[Excerpted passage — start]
Estimated catches of spearfishers from the Central GBR were significantly different offshore compared to inshore (t = 2.93, p = 0.001) and coastal (t = 2.25, p = 0.012) regions (S6B Table), and differed to catches in the South (t = 2.56, p = 0.005) (S6A Table). Invertivores and herbivores contributed most to dissimilarities across regions and locations (SIMPER; S7 Table), while proportional catch of piscivores was similar across locations and regions (SIMPER; S3 Table). Specifically, proportional catches of herbivores were weighted towards the South GBR and coastal regions, while invertivore catches were weighted towards offshore and inshore regions and the North and Central GBR (SIMPER) (Fig 3, S7 Table).
Perceived changes in catch
The majority of spearfishers suggested they had experienced no changes in their catches of parrotfishes, tuskfishes and coral trout on the GBR (Fig 4, large grey bars). However, differences in perceived changes in the catch of these functionally-distinct groups were evident (log-linear model: χ2 = 76.01, df = 20, p < 0.001). Despite most spearfishers indicating ‘no change’, reported declines in the catch of parrotfish were greater than expected assuming independence among all variables (Fig 4, bottom left corner). This view was most evident from spearfishers grouped in the North (i.e. Cooktown and Cairns) (Fig 4, bottom left corner). Conversely, the perception that tuskfish catches had increased was greater than expected (assuming independence among all variables), particularly in the North (Fig 4, top middle). There were no clear trends in the catch dynamics of coral trout as reported by spearfishers on the GBR (Fig 4, right side).
Pearson residuals indicate the sign (positive or negative) and deviation of the corresponding residual from independence. Cell size is proportional to the response frequency for each corresponding variable; width relevant to the group in question and height relevant to the location of the spearfisher. Colour represents significant positive (blue) or negative (red) residuals where frequency is greater or less than expected values, respectively; i.e. blue = “true”, red = “false”, grey = null.
[Excerpted passage — finish]
[Provided material — start]
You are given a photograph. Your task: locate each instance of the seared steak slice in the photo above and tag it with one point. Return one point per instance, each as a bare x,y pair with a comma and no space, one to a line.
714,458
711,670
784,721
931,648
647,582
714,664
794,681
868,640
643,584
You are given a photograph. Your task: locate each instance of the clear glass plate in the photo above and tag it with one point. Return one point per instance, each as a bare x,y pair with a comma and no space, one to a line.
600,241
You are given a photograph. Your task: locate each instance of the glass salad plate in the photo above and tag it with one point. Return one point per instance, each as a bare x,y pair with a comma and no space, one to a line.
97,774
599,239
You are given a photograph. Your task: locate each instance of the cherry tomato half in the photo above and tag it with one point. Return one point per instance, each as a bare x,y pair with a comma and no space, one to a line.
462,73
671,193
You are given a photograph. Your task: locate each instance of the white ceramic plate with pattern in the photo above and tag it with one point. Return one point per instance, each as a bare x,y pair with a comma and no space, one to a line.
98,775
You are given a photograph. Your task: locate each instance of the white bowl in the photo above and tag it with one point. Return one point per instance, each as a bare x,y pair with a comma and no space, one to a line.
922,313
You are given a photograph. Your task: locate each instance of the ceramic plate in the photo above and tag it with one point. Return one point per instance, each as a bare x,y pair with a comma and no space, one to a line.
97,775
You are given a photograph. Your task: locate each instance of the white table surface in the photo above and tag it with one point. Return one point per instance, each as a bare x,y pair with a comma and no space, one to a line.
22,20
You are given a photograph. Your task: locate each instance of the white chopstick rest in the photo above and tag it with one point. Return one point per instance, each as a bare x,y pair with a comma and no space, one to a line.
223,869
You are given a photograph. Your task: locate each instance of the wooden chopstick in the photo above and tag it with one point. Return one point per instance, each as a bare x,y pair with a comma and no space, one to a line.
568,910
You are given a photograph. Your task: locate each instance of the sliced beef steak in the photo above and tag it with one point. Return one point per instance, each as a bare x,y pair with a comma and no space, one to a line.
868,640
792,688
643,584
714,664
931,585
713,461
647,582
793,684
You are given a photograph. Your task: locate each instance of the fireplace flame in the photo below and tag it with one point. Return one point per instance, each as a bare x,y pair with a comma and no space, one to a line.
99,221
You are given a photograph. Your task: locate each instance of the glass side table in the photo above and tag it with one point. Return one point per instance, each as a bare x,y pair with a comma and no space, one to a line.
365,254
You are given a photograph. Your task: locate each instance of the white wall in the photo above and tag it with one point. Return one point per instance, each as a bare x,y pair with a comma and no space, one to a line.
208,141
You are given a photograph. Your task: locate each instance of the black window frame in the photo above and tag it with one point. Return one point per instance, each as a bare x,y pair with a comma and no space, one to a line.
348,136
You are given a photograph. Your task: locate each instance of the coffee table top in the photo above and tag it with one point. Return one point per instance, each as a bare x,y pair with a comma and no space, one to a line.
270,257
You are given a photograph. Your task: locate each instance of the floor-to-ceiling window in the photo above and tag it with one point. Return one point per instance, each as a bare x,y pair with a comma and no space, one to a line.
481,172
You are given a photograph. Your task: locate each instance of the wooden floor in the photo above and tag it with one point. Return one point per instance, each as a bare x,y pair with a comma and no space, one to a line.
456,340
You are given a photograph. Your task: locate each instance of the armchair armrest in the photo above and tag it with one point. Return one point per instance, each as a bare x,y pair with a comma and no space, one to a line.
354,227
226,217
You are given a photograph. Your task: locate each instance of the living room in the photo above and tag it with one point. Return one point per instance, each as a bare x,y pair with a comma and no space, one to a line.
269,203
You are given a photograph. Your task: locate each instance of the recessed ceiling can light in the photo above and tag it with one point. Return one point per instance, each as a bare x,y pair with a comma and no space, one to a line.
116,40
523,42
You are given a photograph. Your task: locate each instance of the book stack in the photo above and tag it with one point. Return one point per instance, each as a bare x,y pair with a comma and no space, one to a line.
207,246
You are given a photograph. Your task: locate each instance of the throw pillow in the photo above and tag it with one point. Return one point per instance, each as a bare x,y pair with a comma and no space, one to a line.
[Provided material — finish]
### Work instructions
[1] Condense the paragraph that begins "The majority of spearfishers suggested" from the passage on spearfishing catches into a brief bulleted list that keeps its main findings.
[2] Using the passage on spearfishing catches, state whether each statement agrees with it. Answer yes or no, and quote the deciding words.
(a) The proportional catch of piscivores differed markedly across locations and regions.
(b) Reports of declining parrotfish catches were most evident among spearfishers in the North.
(c) In the figure, red marks significant positive residuals.
[3] According to the passage on spearfishing catches, which two groups contributed most to dissimilarities across regions and locations?

### Results of the tasks
[1]
- Most spearfishers reported no change in their catches of parrotfishes, tuskfishes and coral trout on the GBR.
- Perceived changes nonetheless differed among these groups (log-linear model: χ2 = 76.01, df = 20, p < 0.001).
- Reported declines in parrotfish catch were greater than expected, especially among spearfishers in the North (Cooktown and Cairns).
- The perception that tuskfish catches had increased was also greater than expected, particularly in the North.
- Spearfishers' reports showed no clear trends for coral trout catches.

[2]
(a) No: "proportional catch of piscivores was similar across locations and regions"
(b) Yes: "This view was most evident from spearfishers grouped in the North (i.e. Cooktown and Cairns)"
(c) No: "Colour represents significant positive (blue) or negative (red) residuals"

[3] Invertivores and herbivores.